> _Text_:
☆ ☆ ☆ ☆

Click HERE to Register for our FREE Live Q&A Monday April 15 at 7:00 pm CT!
Search
Close this search box.

Complementarian vs. Egalitarian

Complementarian vs. Egalitarian

Entire books have been written about complementarianism and egalitarianism and their respective claims to being the most “biblical.” I’m not here to get wordy with you. I’m not going to explore the bazillion nuances. I’m not interested in an online discussion. This is my sandbox, and you’re here for some reason. I’m gonna tell you about how I operate in my sandbox, and if you want to stick around and play, feel free. If you don’t like my sandbox story – take your pail and shovel and find your own sandbox.

I’m going to tell you how I see it, as a 25-year survivor of what some would call a  complementarian marriage and a current explorer in the new (to me) world of marriage with who some would call an egalitarian man. And when I’m done sharing my personal opinion, you can do whatever you want to with it.

First, I want to get one thing straight. In both complementarian and egalitarian marriages, there is a person with a penis and a person without one. Some call this a gender distinction and want to create all kinds of arguments around it. But isn’t it pretty simple? Think of Dr. Seuss’s Sneetches. Some had stars on their bellies and others had none “upon thars.”

Nobody is saying the genders are a blur of confusion in either of these two supposed marriage options for Christians. God made some female humans and some male humans. These differences are important for procreation and pleasure. Beyond that, they are human beings made in the image of God. Star or no star. This post isn’t going to explore what is reasonably obvious to the average humanoid.

Complementarianism

A complementarian marriage, in a nutshell, is when there are clear gender roles based on whether or not you have a star on your belly. If you’ve got a star, you get to be what boss-dependent humans call a boss. If you don’t, you get to be the one who obeys the boss. Because everyone knows a boss can’t be a boss without someone to boss. Get to your places, everyone! This is how the world goes around!

Add to this complementarian narrative specific “boss” type roles for star bellies and specific “unboss type” roles for those without. If you’ve got a star, you can be a doctor or a lawyer or a professor or a pastor or a deacon or whatever you want to be. Your star automatically qualifies you for these “boss” type roles.

If you don’t have a star, you can be a mom, a Sunday School teacher, a nursery worker, a kitchen helper, a midwife, or a pastor’s wife. In complementarian circles, if you let on that you’d like to work full time as a pastor or a CEO of a company, you are reminded that you don’t have a star, and you’re told to submit to the star belly sneetches who are obviously more equipped than you.

Can’t you see that shining star peeking through?

Complementarian vs. Egalitarian

Egalitarianism

In an egalitarian marriage it doesn’t matter whether you have a star or not. You can be who you are on the inside. Your star or lack thereof doesn’t define you. God defines you. Who you actually are and how you’re actually wired defines you. The stars are just there (or not there) to teach humanoids everywhere that we need one another regardless of gender or race or class or any other human distinction that is blown out of proportion so some humans can be bosses over others.

☆ ☆ ☆ ☆

> _Material shown_:
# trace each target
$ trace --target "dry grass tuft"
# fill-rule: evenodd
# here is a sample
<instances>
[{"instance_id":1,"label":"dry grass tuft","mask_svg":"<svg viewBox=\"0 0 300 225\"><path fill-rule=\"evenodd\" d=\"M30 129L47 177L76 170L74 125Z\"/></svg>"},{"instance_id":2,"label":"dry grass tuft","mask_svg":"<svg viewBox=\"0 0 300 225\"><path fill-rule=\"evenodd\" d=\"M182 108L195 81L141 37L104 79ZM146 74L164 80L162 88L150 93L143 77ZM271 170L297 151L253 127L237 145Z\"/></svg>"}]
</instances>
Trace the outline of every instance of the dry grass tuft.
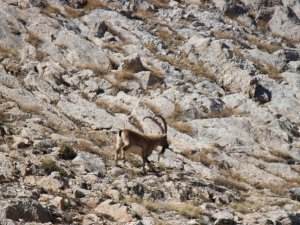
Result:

☆ ☆ ☆ ☆

> _Instruction 1_: Change "sandbox" to "playground" in the post on complementarian versus egalitarian marriage, and write out everything from "Click HERE to" down to "your own sandbox.".
> _Instruction 2_: Go on with the post on complementarian versus egalitarian marriage from the point where it stops.
The records have no connection to the post on complementarian versus egalitarian marriage.

> _Answer 1_:
Click HERE to Register for our FREE Live Q&A Monday April 15 at 7:00 pm CT!
Search
Close this search box.

Complementarian vs. Egalitarian

Complementarian vs. Egalitarian

Entire books have been written about complementarianism and egalitarianism and their respective claims to being the most “biblical.” I’m not here to get wordy with you. I’m not going to explore the bazillion nuances. I’m not interested in an online discussion. This is my playground, and you’re here for some reason. I’m gonna tell you about how I operate in my playground, and if you want to stick around and play, feel free. If you don’t like my playground story – take your pail and shovel and find your own playground.

> _Answer 2_:
I think these terms, complementarian and egalitarian, are tired and no longer useful. We don’t need to sound like a bunch of pretentious @&&holes throwing around highfalutin words because we like ourselves when we do. I propose throwing out the smug verbage and adopting simple words that are used in the Bible instead. Is that biblical enough for everyone?

Complementarian vs. Egalitarian

I believe there are Christian marriages and relationships, and there are selfishly controlling marriages and relationships.

I believe two people don’t need to claim faith in Jesus Christ in order to have a Christian marriage. If they are living out their marriage under the Christian principles of relationships, they are living out a Christian marriage, according to the Bible, whether they would call it that or not.

Furthermore, just because two people DO claim faith in Jesus Christ doesn’t necessarily meant they have a Christian marriage. If one or both partners are not living out their marriage under the Christian principles of relationships, their marriage is selfishly controlling.

Of course, no marriage will perfectly live out Christian principles of relationships 100% of the time, but a marriage is either built on that foundation and always growing more deeply in that direction, or it’s not.

Complementarian vs. Egalitarian

So let’s talk about Christian marriage vs. selfishly controlling marriage.

According to the Center for Relationship Abuse Awareness, Relationship abuse is a pattern of abusive and coercive behaviors used to maintain power and control over a former or current intimate partner. Abuse can be emotional, financial, sexual or physical and can include threats, isolation, and intimidation.

Let’s make this super simple. Whether we are talking about social class, gender, race, or any other human distinction, wherever you have a boss maintaining control and power over others, you’ve got relationship control to one degree or another.

“But what about my boss at work? He’s GREAT! Everyone needs to have leaders and authority figures.”

First of all, a work relationship is supposed to be transactional. You want money. They want someone to work for them. You exchange your services for money. In an ideal situation, that’s not a selfishly controlling relationship. It becomes controlling and exploitative when there is manipulation, injustice, violation of boundaries, deception, etc..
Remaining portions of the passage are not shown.